++++ 利用可能な資料 ++++
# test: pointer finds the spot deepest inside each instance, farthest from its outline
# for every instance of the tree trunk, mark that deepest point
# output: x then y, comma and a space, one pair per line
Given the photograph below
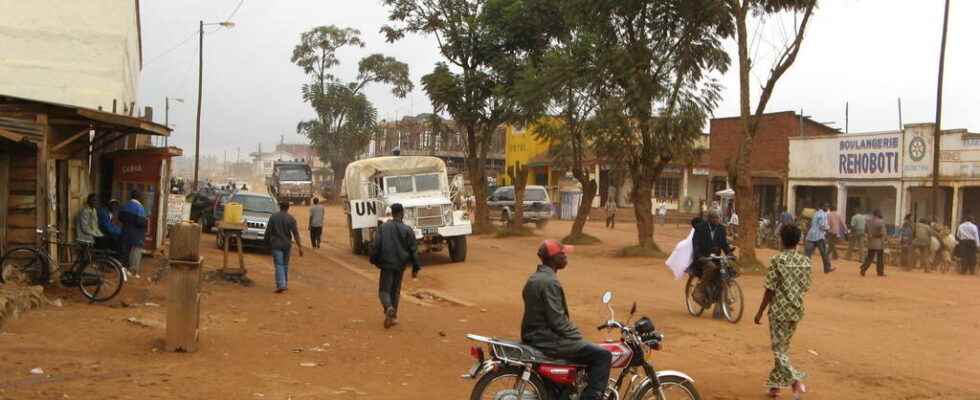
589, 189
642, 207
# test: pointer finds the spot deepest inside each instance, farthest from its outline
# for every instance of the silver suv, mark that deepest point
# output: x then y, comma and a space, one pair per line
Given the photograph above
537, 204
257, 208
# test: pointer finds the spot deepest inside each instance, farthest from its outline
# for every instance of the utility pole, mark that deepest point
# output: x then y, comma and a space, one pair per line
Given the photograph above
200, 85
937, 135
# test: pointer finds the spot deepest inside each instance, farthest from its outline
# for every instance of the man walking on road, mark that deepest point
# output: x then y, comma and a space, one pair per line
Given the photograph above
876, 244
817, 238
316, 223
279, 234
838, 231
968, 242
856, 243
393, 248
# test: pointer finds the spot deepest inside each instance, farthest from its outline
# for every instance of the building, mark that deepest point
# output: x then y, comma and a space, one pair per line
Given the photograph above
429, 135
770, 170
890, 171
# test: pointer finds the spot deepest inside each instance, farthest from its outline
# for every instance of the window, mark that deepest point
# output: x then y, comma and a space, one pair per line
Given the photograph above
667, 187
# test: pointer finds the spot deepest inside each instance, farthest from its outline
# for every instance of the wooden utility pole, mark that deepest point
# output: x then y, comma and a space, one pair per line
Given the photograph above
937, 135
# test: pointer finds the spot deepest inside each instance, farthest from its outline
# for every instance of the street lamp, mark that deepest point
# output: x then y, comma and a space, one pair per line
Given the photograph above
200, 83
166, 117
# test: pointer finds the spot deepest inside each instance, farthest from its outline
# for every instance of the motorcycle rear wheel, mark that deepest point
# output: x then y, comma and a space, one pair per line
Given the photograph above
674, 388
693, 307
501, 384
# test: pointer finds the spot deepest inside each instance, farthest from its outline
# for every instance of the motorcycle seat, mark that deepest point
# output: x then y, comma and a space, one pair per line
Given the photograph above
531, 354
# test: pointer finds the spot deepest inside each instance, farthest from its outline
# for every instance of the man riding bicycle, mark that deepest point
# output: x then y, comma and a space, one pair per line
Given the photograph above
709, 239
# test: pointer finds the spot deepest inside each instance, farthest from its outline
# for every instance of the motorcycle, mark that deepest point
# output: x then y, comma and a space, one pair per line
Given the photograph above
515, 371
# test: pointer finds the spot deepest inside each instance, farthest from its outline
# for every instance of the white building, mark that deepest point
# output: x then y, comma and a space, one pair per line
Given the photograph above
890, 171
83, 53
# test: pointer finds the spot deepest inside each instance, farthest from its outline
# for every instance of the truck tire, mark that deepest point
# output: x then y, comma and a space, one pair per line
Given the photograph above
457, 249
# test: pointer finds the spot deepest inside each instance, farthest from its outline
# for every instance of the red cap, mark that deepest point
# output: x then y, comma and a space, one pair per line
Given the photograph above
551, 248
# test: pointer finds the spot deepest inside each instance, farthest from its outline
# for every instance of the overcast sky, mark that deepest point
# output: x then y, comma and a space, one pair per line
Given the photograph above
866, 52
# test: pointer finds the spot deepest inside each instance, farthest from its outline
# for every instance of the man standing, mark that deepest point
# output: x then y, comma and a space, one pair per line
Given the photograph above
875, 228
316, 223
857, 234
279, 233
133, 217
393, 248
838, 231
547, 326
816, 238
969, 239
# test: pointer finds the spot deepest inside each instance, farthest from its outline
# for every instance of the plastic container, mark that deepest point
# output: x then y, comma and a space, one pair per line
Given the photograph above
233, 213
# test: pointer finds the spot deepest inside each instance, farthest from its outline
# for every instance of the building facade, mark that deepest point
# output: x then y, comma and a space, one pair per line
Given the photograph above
++++
++++ 利用可能な資料 ++++
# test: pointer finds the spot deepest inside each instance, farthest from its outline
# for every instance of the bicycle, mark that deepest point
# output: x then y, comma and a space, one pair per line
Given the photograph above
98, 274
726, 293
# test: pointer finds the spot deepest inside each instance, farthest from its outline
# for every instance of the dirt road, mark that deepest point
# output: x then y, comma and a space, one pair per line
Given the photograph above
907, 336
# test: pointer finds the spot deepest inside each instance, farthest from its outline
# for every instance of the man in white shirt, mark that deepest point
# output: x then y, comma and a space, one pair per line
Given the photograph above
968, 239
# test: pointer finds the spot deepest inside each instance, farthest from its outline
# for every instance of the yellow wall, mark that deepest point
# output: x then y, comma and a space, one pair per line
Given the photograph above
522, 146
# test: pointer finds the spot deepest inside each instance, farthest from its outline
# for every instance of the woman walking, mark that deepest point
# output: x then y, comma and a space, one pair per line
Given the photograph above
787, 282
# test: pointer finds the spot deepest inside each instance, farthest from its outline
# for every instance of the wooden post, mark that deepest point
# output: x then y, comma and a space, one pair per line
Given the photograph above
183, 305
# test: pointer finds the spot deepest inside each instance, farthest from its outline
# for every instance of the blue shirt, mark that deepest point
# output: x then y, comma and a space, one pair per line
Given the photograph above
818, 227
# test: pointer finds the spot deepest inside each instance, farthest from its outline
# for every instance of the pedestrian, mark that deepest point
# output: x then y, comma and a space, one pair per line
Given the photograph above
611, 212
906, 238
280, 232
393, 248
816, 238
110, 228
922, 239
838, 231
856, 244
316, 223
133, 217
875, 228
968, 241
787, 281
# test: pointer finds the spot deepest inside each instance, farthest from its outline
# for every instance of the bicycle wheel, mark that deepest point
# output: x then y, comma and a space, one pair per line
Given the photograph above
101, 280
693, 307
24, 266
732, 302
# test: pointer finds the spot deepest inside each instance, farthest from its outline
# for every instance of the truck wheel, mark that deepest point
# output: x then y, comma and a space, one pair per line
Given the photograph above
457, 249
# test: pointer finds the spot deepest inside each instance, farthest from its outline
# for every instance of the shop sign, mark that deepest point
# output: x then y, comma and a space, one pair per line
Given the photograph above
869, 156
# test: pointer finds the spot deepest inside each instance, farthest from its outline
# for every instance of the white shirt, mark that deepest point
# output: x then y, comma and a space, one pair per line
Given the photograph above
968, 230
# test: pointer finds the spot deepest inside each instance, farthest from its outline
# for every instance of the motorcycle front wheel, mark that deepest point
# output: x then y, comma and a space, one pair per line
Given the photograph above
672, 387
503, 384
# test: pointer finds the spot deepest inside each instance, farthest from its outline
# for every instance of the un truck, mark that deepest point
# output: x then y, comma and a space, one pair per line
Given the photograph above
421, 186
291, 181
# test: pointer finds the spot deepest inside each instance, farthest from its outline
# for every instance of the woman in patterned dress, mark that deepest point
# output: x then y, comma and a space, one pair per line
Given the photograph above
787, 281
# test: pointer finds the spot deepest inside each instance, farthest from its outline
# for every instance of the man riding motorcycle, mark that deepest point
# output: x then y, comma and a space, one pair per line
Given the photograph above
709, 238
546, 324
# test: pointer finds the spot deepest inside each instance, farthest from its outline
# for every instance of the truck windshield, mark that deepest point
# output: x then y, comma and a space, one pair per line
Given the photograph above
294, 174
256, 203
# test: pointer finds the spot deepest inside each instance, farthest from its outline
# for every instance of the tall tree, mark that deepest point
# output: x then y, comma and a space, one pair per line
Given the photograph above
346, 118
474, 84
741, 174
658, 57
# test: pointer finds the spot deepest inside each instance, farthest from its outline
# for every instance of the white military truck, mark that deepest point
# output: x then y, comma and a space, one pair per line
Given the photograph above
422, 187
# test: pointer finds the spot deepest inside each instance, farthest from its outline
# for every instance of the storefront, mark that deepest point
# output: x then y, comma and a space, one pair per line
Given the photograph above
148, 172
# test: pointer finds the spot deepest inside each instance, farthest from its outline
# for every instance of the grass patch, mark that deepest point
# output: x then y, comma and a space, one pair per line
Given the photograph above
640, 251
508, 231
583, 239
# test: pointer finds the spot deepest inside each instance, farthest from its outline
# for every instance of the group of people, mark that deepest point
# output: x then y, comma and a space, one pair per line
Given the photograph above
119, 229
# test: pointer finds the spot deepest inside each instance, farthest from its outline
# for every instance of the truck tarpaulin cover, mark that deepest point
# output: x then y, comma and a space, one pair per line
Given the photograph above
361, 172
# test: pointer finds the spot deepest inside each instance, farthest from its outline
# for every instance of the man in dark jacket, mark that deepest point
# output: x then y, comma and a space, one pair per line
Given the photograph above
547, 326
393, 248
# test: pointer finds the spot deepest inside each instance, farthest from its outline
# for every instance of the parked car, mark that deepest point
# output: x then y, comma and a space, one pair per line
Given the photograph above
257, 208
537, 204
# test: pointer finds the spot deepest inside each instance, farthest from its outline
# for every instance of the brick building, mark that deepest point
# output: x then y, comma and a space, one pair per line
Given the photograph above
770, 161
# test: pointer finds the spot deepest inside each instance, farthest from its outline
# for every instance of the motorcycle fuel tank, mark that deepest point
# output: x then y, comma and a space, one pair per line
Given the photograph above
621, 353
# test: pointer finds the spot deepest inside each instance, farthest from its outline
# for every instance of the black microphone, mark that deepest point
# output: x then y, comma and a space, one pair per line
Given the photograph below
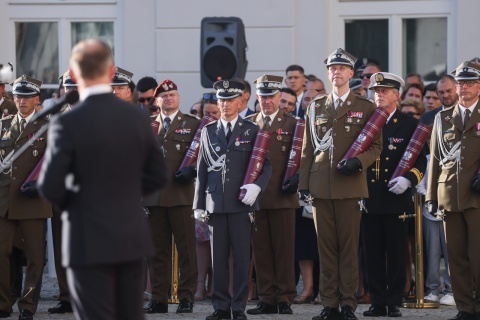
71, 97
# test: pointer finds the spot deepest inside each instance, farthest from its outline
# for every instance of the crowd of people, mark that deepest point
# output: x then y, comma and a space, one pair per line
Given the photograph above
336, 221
++++
++++ 利用可能な資料 ++++
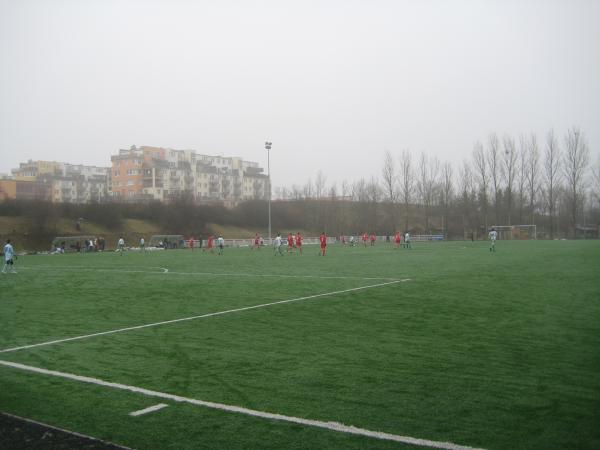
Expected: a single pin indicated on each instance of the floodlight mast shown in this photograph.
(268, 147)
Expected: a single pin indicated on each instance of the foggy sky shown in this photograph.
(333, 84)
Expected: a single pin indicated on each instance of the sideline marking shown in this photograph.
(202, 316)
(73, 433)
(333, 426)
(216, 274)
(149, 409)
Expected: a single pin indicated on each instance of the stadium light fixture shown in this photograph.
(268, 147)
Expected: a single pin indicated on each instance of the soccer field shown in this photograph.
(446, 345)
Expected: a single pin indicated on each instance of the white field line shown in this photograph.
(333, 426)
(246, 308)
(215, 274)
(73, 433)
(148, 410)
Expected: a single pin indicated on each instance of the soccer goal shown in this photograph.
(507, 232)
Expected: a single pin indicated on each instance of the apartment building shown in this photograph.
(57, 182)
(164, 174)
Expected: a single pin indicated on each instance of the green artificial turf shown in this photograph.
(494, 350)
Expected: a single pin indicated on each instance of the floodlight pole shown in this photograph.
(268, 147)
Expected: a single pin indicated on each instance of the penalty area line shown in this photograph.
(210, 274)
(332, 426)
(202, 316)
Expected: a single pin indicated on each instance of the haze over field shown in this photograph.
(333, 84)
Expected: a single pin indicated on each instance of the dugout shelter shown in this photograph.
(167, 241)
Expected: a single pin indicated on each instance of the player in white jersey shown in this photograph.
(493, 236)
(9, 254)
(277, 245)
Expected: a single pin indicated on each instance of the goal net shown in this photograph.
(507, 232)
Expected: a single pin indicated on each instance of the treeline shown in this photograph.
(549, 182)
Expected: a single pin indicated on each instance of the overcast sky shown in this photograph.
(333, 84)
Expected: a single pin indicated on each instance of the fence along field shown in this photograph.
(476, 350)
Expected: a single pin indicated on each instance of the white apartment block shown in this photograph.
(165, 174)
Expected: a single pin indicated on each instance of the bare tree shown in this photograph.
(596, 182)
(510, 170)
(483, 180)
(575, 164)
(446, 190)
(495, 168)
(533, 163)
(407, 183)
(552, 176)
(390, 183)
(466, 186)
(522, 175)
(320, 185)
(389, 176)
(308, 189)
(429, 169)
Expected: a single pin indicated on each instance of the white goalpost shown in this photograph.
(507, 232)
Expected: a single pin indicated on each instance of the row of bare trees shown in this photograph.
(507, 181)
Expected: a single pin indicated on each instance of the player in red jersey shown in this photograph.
++++
→ **課題の内容**: 上の資料から文字列「wheel」を含む行をすべて探し、それぞれの行を書き写してください。大文字と小文字は区別されます。

→ **課題の解答**:
# for every instance of the motorcycle rear wheel, mark that deepest point
# for every instance of the bicycle wheel, mark that deepest point
# for every instance of the truck wheel, mark that deepest point
# for every instance of the motorcycle front wheel, mark that deepest point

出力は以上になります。